Früher floss die Vispa breit aus dem Tal heraus und beanspruchte das Territorium zwischen den Hügeln von Visp bis hinüber zum Fuss des «Bärgji».
Um nicht bei jeder Überschwemmung Schaden zu erleiden, errichteten die Visper im 16. Jahrhundert eine feste Wehrmauer von der Schützenlaube bis zur Landbrücke hinab. Diese «Müra» steht noch; nach ihr war auch ein Restaurant benannt. Um 1600 müssen die Fluten die Landbrücke weggerissen haben, denn sie sollte wieder «uffgericht» werden. Das grosse Hochwasser von 1633 riss gegen 200 Klafter der erwähnten Mauer weg und die Landbrücke stürzte ein.

_Gegebene Daten_
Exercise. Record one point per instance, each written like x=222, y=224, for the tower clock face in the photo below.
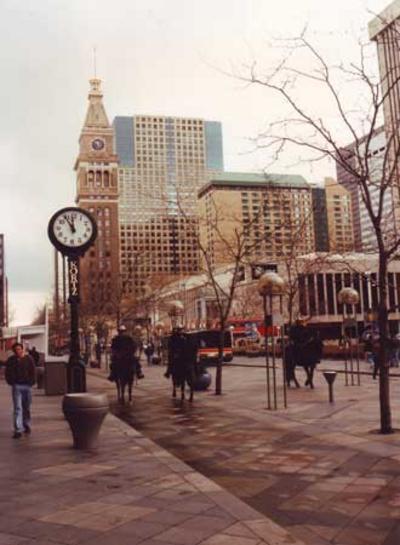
x=97, y=144
x=72, y=230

_Aufgaben_
**a.** Fasse den Absatz des Textes über die Vispa, der mit „Um nicht bei jeder Überschwemmung“ beginnt, kürzer als Liste zusammen und behalte dabei die wichtigsten Fakten bei.
**b.** Beantworte anhand des Textes über die Vispa, in welchem Jahrhundert die Visper die feste Wehrmauer errichteten.
**c.** Gib den Abschnitt des Textes über die Vispa zwischen „Um nicht bei“ und „Landbrücke stürzte ein.“, beide eingeschlossen, wortgetreu wieder.
Die Daten stammen aus einer anderen Quelle.

_Ergebnisse_
**a.**
- Im 16. Jahrhundert errichteten die Visper zum Schutz vor Überschwemmungen eine feste Wehrmauer von der Schützenlaube bis zur Landbrücke.
- Diese «Müra» steht noch, und ein Restaurant war nach ihr benannt.
- Um 1600 müssen die Fluten die Landbrücke weggerissen haben, denn sie sollte wieder aufgerichtet werden.
- Das grosse Hochwasser von 1633 riss gegen 200 Klafter der Mauer weg, und die Landbrücke stürzte ein.

**b.** Im 16. Jahrhundert.

**c.**
Um nicht bei jeder Überschwemmung Schaden zu erleiden, errichteten die Visper im 16. Jahrhundert eine feste Wehrmauer von der Schützenlaube bis zur Landbrücke hinab. Diese «Müra» steht noch; nach ihr war auch ein Restaurant benannt. Um 1600 müssen die Fluten die Landbrücke weggerissen haben, denn sie sollte wieder «uffgericht» werden. Das grosse Hochwasser von 1633 riss gegen 200 Klafter der erwähnten Mauer weg und die Landbrücke stürzte ein.